> [Exercise prompt] Switch "yellow flower center" to "yellow flower disk" in the listing, starting at the line containing "Target: black shiny abdomen" and ending at the end of the listing, and output those lines with nothing else changed.

> [Dataset rows]
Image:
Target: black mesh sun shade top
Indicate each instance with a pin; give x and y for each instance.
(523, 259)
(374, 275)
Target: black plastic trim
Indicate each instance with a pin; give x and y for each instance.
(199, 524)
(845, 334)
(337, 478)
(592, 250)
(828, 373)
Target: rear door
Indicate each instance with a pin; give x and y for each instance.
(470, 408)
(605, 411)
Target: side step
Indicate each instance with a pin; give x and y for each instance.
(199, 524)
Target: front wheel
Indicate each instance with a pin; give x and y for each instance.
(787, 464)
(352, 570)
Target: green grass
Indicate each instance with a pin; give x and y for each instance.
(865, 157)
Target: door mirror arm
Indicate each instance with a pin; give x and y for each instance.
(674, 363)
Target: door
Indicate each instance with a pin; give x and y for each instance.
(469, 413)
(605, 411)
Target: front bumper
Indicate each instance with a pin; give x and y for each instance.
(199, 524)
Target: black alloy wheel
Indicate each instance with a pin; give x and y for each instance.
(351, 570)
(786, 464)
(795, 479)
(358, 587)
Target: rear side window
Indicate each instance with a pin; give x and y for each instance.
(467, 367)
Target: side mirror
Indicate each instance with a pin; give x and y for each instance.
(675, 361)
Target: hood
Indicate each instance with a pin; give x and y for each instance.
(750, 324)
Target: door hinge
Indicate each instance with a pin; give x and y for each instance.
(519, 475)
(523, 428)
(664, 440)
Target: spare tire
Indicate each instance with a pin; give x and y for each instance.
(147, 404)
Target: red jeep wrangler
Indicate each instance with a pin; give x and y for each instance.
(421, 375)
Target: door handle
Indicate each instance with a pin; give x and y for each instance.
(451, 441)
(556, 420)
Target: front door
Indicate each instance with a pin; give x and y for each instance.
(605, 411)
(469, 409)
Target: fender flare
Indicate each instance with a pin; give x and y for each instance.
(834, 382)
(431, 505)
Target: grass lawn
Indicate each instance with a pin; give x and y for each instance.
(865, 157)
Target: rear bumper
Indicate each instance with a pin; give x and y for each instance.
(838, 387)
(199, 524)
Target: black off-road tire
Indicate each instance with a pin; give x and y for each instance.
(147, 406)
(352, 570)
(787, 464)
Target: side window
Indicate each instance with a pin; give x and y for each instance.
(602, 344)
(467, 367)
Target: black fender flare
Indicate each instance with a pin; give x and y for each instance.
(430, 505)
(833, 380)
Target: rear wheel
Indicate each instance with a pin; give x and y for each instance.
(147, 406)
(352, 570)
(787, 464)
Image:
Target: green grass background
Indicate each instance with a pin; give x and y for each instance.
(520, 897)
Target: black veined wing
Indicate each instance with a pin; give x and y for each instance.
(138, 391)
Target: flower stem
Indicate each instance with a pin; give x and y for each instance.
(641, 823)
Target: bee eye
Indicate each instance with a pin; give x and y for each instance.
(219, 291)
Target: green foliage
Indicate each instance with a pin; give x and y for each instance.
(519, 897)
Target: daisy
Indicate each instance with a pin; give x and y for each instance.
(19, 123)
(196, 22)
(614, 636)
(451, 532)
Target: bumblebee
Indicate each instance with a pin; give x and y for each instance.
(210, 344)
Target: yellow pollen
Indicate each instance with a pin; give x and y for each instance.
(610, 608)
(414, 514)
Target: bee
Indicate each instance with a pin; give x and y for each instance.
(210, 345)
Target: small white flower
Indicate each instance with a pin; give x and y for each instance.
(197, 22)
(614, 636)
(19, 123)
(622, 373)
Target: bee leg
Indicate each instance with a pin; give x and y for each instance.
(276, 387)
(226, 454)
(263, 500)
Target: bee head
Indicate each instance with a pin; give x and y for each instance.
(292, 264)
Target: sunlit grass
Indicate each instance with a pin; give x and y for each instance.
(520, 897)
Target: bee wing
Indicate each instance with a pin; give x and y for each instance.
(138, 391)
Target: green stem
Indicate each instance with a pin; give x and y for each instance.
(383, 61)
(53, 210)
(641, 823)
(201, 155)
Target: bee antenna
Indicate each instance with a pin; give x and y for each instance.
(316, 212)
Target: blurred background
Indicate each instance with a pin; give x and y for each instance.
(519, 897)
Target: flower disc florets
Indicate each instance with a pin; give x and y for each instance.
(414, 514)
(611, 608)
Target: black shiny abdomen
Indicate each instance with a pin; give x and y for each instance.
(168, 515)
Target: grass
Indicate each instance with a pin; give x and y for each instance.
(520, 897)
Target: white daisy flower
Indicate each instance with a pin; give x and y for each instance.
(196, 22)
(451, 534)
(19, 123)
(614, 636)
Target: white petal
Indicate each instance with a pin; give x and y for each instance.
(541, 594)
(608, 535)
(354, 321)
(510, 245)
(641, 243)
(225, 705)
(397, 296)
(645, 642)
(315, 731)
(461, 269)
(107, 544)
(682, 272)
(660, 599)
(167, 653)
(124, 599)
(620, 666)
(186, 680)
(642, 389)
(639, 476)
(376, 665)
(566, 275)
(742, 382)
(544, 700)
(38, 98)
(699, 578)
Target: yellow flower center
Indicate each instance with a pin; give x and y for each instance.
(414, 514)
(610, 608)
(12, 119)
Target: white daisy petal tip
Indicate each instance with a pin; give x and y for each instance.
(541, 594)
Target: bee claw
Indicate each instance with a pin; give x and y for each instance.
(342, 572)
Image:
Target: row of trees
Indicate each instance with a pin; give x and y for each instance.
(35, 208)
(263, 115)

> [Expected answer]
Target: black shiny abdomen
Indicate each instance with a pin; give x and y for each instance.
(168, 515)
Target: grass
Indicate each instance with a pin; give x and y for each instance.
(520, 897)
Target: white daisy flower
Indicate each instance with a pin; give x and y for each instance.
(196, 22)
(451, 534)
(19, 123)
(614, 636)
Target: white petal
Indicate each instance with a pin; give x and y for each instance.
(541, 594)
(608, 535)
(354, 321)
(510, 245)
(641, 243)
(225, 705)
(397, 296)
(645, 642)
(315, 731)
(461, 269)
(107, 544)
(682, 272)
(660, 599)
(167, 653)
(124, 599)
(620, 666)
(186, 680)
(642, 389)
(639, 476)
(376, 665)
(566, 275)
(742, 382)
(544, 700)
(38, 98)
(699, 578)
Target: yellow flower disk
Indicate each instance with a pin; give x and y for each instance.
(414, 514)
(610, 608)
(12, 119)
Target: white daisy petal tip
Indicate each instance with a pin; give x and y for each instance.
(541, 594)
Target: bee claw
Indicate each instance with a pin; give x and y for each instance.
(342, 572)
Image:
Target: row of trees
Indicate each instance with a pin; give x and y for each instance.
(35, 208)
(263, 115)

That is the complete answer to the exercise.